• PROVIDED DATA
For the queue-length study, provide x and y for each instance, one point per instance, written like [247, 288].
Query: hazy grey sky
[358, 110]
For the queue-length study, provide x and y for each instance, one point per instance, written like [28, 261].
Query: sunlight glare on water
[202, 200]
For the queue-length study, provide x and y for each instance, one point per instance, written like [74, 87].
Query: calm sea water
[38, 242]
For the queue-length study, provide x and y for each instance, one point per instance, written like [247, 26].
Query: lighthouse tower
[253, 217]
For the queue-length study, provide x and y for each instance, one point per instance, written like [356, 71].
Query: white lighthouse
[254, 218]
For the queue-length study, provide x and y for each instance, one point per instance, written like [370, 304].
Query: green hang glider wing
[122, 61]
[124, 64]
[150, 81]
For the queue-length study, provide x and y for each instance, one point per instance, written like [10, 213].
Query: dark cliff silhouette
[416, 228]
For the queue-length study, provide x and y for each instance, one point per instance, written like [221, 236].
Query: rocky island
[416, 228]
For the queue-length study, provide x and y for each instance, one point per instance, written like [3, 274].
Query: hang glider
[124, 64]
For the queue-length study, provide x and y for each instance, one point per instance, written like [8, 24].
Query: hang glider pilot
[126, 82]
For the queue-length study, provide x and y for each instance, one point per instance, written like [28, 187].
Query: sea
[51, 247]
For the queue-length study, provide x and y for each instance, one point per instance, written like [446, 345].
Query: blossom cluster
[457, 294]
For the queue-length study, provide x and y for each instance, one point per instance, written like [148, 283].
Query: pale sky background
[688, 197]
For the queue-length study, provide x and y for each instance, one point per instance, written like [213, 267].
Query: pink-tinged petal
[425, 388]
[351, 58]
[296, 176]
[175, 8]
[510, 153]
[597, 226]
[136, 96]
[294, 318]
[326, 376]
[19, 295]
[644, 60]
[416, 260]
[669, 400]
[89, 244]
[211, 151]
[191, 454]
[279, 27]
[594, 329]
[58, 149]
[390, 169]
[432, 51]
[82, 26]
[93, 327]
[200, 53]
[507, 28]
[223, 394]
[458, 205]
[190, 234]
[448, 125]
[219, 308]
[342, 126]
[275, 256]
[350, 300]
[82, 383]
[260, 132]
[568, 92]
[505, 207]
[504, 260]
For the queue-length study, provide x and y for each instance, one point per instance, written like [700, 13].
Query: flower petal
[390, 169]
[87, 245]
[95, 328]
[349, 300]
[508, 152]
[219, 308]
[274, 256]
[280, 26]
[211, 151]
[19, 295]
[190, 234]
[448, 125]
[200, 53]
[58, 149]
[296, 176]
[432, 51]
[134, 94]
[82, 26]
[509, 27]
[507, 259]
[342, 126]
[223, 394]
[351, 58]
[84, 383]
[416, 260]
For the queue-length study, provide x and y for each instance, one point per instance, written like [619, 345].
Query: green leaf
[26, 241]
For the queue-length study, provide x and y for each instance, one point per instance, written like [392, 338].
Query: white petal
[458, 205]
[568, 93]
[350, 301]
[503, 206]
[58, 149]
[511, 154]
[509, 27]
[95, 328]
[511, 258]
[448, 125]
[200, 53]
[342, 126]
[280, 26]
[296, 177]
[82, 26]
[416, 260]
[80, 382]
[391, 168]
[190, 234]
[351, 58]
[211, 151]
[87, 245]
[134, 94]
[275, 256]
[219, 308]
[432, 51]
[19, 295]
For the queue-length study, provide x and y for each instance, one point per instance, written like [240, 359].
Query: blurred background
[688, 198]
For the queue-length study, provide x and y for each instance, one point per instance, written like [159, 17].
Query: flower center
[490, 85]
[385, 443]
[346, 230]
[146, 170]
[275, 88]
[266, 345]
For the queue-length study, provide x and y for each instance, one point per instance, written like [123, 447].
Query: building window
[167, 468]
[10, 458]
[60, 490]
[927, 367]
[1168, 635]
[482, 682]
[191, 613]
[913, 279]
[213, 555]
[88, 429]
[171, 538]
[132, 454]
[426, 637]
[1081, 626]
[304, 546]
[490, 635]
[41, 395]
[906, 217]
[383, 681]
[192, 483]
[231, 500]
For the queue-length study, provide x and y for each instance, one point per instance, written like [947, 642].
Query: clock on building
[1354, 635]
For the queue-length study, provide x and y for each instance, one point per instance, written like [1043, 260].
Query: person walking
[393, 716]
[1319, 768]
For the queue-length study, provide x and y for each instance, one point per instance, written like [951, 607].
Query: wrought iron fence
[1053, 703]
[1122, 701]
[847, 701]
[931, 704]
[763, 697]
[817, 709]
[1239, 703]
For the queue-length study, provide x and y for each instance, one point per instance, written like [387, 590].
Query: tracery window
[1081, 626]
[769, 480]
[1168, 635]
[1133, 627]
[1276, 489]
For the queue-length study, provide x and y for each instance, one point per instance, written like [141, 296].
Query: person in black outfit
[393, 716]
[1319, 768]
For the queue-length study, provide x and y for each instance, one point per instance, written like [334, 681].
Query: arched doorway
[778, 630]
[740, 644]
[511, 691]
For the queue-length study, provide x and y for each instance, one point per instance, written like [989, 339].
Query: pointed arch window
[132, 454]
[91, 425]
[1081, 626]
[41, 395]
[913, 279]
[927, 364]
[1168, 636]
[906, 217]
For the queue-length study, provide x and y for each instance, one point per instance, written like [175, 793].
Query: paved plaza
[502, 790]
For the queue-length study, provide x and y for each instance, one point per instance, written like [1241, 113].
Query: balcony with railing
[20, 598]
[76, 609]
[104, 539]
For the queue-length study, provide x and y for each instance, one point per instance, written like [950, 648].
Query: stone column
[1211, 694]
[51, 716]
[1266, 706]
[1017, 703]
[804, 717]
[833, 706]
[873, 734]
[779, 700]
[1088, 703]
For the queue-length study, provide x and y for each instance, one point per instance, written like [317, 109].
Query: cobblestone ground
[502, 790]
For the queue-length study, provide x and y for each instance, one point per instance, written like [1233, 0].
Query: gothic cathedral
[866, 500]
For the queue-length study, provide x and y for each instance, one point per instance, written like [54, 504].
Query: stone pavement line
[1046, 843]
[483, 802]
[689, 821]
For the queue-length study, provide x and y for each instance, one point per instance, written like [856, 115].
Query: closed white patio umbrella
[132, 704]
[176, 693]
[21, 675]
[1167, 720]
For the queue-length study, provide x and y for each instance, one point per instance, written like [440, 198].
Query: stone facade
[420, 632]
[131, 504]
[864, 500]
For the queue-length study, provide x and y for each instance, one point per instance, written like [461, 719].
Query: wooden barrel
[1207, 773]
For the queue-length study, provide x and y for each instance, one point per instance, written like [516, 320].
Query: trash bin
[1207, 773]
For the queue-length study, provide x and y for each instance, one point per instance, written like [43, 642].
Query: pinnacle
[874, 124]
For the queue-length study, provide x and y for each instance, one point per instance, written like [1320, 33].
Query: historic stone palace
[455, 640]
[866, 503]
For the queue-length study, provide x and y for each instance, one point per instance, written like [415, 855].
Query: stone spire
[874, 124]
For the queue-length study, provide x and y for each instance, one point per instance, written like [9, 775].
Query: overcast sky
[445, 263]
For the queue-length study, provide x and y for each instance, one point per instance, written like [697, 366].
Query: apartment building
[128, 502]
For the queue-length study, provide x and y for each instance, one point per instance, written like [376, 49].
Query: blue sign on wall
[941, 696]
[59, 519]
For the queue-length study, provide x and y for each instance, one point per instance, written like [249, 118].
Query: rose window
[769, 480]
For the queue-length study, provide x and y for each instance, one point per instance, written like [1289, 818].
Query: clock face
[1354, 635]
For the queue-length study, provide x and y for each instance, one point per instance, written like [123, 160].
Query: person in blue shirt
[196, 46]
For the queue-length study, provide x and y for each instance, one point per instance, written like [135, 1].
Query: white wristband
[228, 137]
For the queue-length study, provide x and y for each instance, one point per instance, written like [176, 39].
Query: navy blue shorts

• PROBLEM DESCRIPTION
Output the lines of the records above exactly as they appear, from the line containing "like [148, 283]." through the line containing "like [700, 13].".

• OUTPUT FOR THIS EXERCISE
For the queue-length study, provide x and y for each instance, one point per instance, written like [148, 283].
Query: pale sky background
[688, 197]
For the queue-length study, provide x and y for each instance, one point per instance, written like [213, 267].
Query: pink-tinged petal
[425, 388]
[351, 58]
[296, 176]
[175, 8]
[510, 153]
[597, 226]
[136, 96]
[294, 318]
[326, 376]
[19, 295]
[644, 60]
[416, 260]
[669, 400]
[89, 244]
[211, 151]
[191, 454]
[279, 27]
[594, 329]
[58, 149]
[390, 169]
[432, 51]
[82, 26]
[93, 327]
[200, 53]
[507, 28]
[223, 394]
[458, 205]
[190, 234]
[448, 125]
[219, 308]
[342, 126]
[275, 256]
[350, 300]
[82, 383]
[260, 132]
[568, 92]
[505, 207]
[504, 260]
For the queue-length study, provide x and y for each instance, one point per instance, written like [700, 13].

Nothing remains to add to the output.